**Текст для чтения:**
Поэтому о национальных сценариях протеста можно говорить, во-первых, в контексте их заимствования. Через резонанс в эмоциях, которые вызвал чужой сценарий. Во-вторых, с точки зрения завершенности или незавершенности протестного цикла. Он (по науке) начинается с осознания нарушения прав, дальше — идентификация ситуации нарушения. Затем начинаются «разговоры вслух», поиски причин. Выбирается репертуар протеста и начинаются отношения с властями — переговоры, подавления, посредничество и т.п.
Традиционный для новой Украи­ны сценарий начинается как бунт, с его эмоциональным поводом, сценарной бессмысленностью и угрозой быть беспощадным. Затем появляются посредники, объявляющие себя еще более беспощадными. И затем он превращается в феерический карнавал. Основная функция средневекового карнавала — регуляция социального напряжения. Так, раз в году разрешалось высмеивать и оплевывать даже Папу и монархов. Это визуально воплощалось в карнавальных фигурах, порядке процессии и сценарии самого действа. Сло­во «карнавал» означает в переводе с итальянского «прощай, мясо» (carne vale). Последнее развлечение перед началом поста.
Карнавальные приемы часто сопровождают протест в авторитарном обществе. Польская «Помаранчева альтернатива» во времена Ярузельс­кого выводила на улицы в канун годовщины российской большевистской революции тысячи одетых в красное людей, скандирующих «да здравствует революция». В результате начальник полиции кричал в мегафон: «Вяжите всех красных!».
А вот украинское поджаривание яичницы на Вечном огне при благих намерениях продемонстрировать нецелевое использование природного газа и невнимание власти к проблемам ветеранов — сценарная неудача и творческая халтура. Во-первых, десятилетиями по ночам бомжи использовали по всему «совку» эти шаровые источники тепла в тех же целях, и милиция в целом закрывала на это глаза, если не мусорили и не безобразничали. Во-вторых, яичница — это как пельмени, простейшая массовая еда. Бросание яиц в политика — перформанс. А в сковородку? Социальный резонанс от такого действа — массовое пожимание плечами.

**Сведения:**
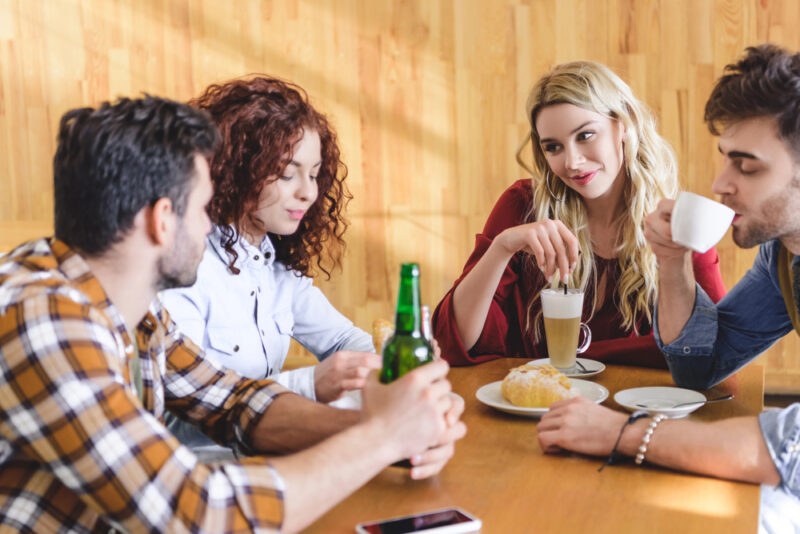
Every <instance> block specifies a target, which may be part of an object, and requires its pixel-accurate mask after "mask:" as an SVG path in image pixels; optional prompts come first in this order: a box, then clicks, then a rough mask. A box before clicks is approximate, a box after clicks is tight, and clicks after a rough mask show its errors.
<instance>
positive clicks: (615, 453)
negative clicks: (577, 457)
mask: <svg viewBox="0 0 800 534" xmlns="http://www.w3.org/2000/svg"><path fill="white" fill-rule="evenodd" d="M649 415H650V414H649V413H648V412H646V411H644V410H637V411H635V412H633V413H632V414H631V416H630V417H628V420H627V421H625V424H624V425H622V428H620V429H619V436H617V441H616V442H615V443H614V448H613V449H611V454H609V455H608V459H607V460H606V461H605V462H604V463H603V465H601V466H600V469H598V470H597V471H598V472H600V471H602V470H603V469H605V467H606V466H607V465H614V464H616V463H618V462H619V460H620V458H621V457H622V455H621V454H620V453H619V452H617V447H619V442H620V441H622V433H623V432H625V427H627V426H628V425H630V424H633V423H634V422H635V421H637V420H639V419H641V418H642V417H648V416H649Z"/></svg>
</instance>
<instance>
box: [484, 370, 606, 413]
mask: <svg viewBox="0 0 800 534" xmlns="http://www.w3.org/2000/svg"><path fill="white" fill-rule="evenodd" d="M570 382H572V387H574V388H576V389H577V390H578V393H579V394H580V395H581V397H586V398H587V399H590V400H593V401H595V402H596V403H598V404H599V403H601V402H603V401H604V400H606V399H607V398H608V390H607V389H606V388H604V387H603V386H601V385H600V384H595V383H594V382H589V381H588V380H576V379H574V378H571V379H570ZM502 383H503V381H502V380H498V381H497V382H492V383H491V384H486V385H485V386H483V387H481V388H480V389H478V391H476V392H475V396H476V397H477V398H478V400H479V401H481V402H482V403H484V404H485V405H487V406H491V407H492V408H495V409H497V410H500V411H501V412H506V413H513V414H515V415H524V416H526V417H540V416H541V415H542V414H544V413H547V412H548V411H549V410H550V408H526V407H525V406H516V405H514V404H511V403H510V402H508V401H507V400H506V399H505V397H503V394H502V393H501V392H500V385H501V384H502Z"/></svg>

**Задание:**
Перепишите дословно фрагмент текста о сценариях протеста, начиная со слов «А вот украинское поджаривание» и заканчивая словами «массовое пожимание плечами.». Записи взяты из другого источника.

**Результат выполнения:**
А вот украинское поджаривание яичницы на Вечном огне при благих намерениях продемонстрировать нецелевое использование природного газа и невнимание власти к проблемам ветеранов — сценарная неудача и творческая халтура. Во-первых, десятилетиями по ночам бомжи использовали по всему «совку» эти шаровые источники тепла в тех же целях, и милиция в целом закрывала на это глаза, если не мусорили и не безобразничали. Во-вторых, яичница — это как пельмени, простейшая массовая еда. Бросание яиц в политика — перформанс. А в сковородку? Социальный резонанс от такого действа — массовое пожимание плечами.